ENTRIES SHOWN start

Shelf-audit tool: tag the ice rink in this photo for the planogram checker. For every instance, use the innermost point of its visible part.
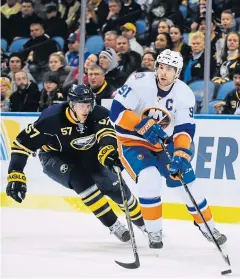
(47, 244)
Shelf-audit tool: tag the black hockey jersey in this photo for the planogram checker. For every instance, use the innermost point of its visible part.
(57, 132)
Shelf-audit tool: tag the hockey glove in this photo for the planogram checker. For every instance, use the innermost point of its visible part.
(180, 161)
(108, 157)
(151, 131)
(17, 187)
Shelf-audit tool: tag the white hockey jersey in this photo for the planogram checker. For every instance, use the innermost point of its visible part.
(140, 97)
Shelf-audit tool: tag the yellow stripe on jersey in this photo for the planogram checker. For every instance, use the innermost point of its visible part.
(20, 152)
(182, 141)
(98, 204)
(22, 146)
(129, 120)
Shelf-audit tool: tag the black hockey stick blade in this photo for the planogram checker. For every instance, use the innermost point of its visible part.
(133, 265)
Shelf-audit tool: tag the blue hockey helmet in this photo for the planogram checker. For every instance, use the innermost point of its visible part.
(81, 94)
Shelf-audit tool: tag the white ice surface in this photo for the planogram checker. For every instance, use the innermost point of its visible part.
(46, 244)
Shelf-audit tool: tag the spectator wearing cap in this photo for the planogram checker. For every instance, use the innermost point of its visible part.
(231, 104)
(6, 91)
(19, 24)
(148, 61)
(97, 12)
(26, 97)
(98, 83)
(57, 65)
(11, 7)
(129, 60)
(110, 39)
(72, 55)
(129, 30)
(195, 68)
(108, 60)
(70, 12)
(54, 25)
(15, 65)
(176, 34)
(52, 92)
(230, 58)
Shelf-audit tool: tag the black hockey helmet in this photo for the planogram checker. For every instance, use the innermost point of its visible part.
(81, 94)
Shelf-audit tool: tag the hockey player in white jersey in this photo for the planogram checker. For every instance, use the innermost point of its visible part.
(149, 108)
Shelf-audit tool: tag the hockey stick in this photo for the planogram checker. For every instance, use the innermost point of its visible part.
(225, 256)
(136, 263)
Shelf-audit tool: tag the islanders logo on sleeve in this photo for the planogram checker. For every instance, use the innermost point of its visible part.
(161, 116)
(9, 130)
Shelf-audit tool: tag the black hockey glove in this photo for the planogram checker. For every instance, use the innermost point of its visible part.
(17, 187)
(108, 157)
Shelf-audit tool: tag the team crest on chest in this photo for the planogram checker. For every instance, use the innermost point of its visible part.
(83, 143)
(161, 116)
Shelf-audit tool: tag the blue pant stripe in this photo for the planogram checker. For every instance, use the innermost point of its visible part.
(150, 200)
(201, 205)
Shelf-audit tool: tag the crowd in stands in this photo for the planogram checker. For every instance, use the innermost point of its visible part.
(40, 48)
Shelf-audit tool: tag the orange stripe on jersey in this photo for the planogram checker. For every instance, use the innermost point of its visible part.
(182, 140)
(207, 214)
(151, 213)
(132, 142)
(129, 120)
(126, 164)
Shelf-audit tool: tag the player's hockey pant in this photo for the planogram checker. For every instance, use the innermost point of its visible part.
(92, 186)
(149, 167)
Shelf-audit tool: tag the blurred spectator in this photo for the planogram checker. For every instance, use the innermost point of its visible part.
(6, 92)
(57, 64)
(19, 24)
(11, 7)
(176, 33)
(70, 11)
(129, 30)
(98, 84)
(231, 104)
(37, 50)
(195, 67)
(54, 25)
(148, 60)
(97, 12)
(72, 56)
(163, 41)
(26, 97)
(161, 9)
(230, 57)
(164, 26)
(108, 60)
(110, 39)
(15, 65)
(51, 93)
(121, 12)
(132, 10)
(129, 60)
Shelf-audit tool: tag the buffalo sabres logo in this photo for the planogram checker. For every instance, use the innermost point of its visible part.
(159, 115)
(83, 143)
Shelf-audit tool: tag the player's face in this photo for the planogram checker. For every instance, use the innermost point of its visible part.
(233, 42)
(166, 74)
(82, 110)
(226, 20)
(163, 27)
(54, 63)
(175, 34)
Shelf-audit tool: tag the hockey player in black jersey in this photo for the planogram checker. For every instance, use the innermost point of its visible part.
(78, 149)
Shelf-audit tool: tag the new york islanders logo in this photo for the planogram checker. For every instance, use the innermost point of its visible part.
(161, 116)
(83, 143)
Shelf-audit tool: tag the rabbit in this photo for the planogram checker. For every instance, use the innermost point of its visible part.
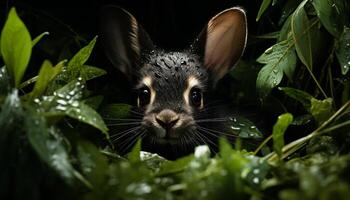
(173, 114)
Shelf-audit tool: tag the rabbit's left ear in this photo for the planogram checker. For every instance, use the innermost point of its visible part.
(221, 43)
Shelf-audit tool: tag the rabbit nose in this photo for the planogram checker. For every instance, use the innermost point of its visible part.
(167, 119)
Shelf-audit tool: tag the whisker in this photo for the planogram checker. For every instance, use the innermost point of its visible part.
(123, 119)
(215, 131)
(123, 133)
(207, 139)
(129, 142)
(124, 123)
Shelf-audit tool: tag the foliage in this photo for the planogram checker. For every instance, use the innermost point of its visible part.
(47, 122)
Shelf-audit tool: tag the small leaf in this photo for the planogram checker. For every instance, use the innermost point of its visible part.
(38, 38)
(278, 132)
(264, 5)
(65, 102)
(91, 72)
(75, 65)
(321, 109)
(299, 95)
(48, 144)
(279, 59)
(301, 34)
(343, 49)
(134, 155)
(46, 74)
(5, 85)
(331, 14)
(16, 46)
(92, 163)
(173, 167)
(244, 128)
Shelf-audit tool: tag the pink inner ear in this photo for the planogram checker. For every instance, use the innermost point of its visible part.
(226, 39)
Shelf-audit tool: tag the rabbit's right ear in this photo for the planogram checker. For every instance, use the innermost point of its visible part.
(124, 40)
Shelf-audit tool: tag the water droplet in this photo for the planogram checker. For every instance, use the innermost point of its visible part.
(60, 107)
(157, 74)
(75, 104)
(269, 50)
(235, 128)
(62, 102)
(256, 180)
(256, 171)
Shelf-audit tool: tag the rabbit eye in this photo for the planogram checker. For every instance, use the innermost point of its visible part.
(196, 97)
(144, 96)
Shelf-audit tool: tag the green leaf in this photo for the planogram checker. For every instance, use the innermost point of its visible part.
(177, 166)
(65, 102)
(264, 5)
(46, 74)
(321, 109)
(48, 144)
(343, 49)
(285, 32)
(301, 34)
(244, 128)
(288, 8)
(38, 38)
(134, 155)
(16, 46)
(279, 59)
(75, 65)
(299, 95)
(91, 72)
(92, 164)
(5, 85)
(279, 129)
(331, 14)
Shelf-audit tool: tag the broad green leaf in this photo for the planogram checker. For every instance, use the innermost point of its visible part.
(75, 65)
(90, 72)
(285, 32)
(332, 15)
(49, 145)
(299, 95)
(264, 5)
(244, 128)
(278, 132)
(288, 8)
(177, 166)
(278, 59)
(38, 38)
(5, 85)
(274, 2)
(301, 34)
(16, 46)
(134, 155)
(46, 74)
(65, 102)
(92, 164)
(343, 49)
(94, 102)
(321, 109)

ENTRIES SHOWN end

▶ [EXERCISE DIRECTIONS]: Lay out the lines from the one containing "Shelf-audit tool: tag the pink" through the final line, inclusive, as a JSON list of strings with one string per line and no blank lines.

▶ [RESULT OF THE EXERCISE]:
[
  "Shelf-audit tool: tag the pink inner ear in this photo for the planogram checker. For every instance, use the innermost point of its visible part.",
  "(226, 39)",
  "Shelf-audit tool: tag the rabbit's right ear in this photo for the planogram checker. For every instance, use the innermost point of its visible part.",
  "(124, 40)",
  "Shelf-audit tool: tag the water droplet in this photo for the planogram checker. For every instance, use the innermost point of its visible part.",
  "(60, 107)",
  "(157, 74)",
  "(75, 104)",
  "(269, 50)",
  "(235, 128)",
  "(62, 102)",
  "(256, 180)",
  "(256, 171)",
  "Shelf-audit tool: tag the rabbit eye in this photo for the planogram checker. For every instance, use the innermost point of its visible part.",
  "(196, 97)",
  "(144, 96)",
  "Shelf-audit tool: tag the green leaf in this photo for the planogram checker. For every instance, use the innermost point of its visible part.",
  "(177, 166)",
  "(65, 102)",
  "(264, 5)",
  "(46, 74)",
  "(321, 109)",
  "(48, 144)",
  "(343, 49)",
  "(285, 32)",
  "(301, 34)",
  "(244, 128)",
  "(288, 8)",
  "(38, 38)",
  "(134, 155)",
  "(16, 46)",
  "(279, 59)",
  "(75, 65)",
  "(299, 95)",
  "(91, 72)",
  "(92, 164)",
  "(5, 85)",
  "(279, 129)",
  "(331, 14)",
  "Shelf-audit tool: tag the broad green leaf in this photo for the planogram checker. For every instance, use the innermost point of its visible part.",
  "(75, 65)",
  "(90, 72)",
  "(285, 32)",
  "(332, 15)",
  "(49, 145)",
  "(299, 95)",
  "(264, 5)",
  "(244, 128)",
  "(278, 132)",
  "(288, 8)",
  "(177, 166)",
  "(278, 59)",
  "(38, 38)",
  "(5, 85)",
  "(274, 2)",
  "(301, 34)",
  "(16, 46)",
  "(134, 155)",
  "(46, 74)",
  "(65, 102)",
  "(92, 164)",
  "(343, 49)",
  "(94, 102)",
  "(321, 109)"
]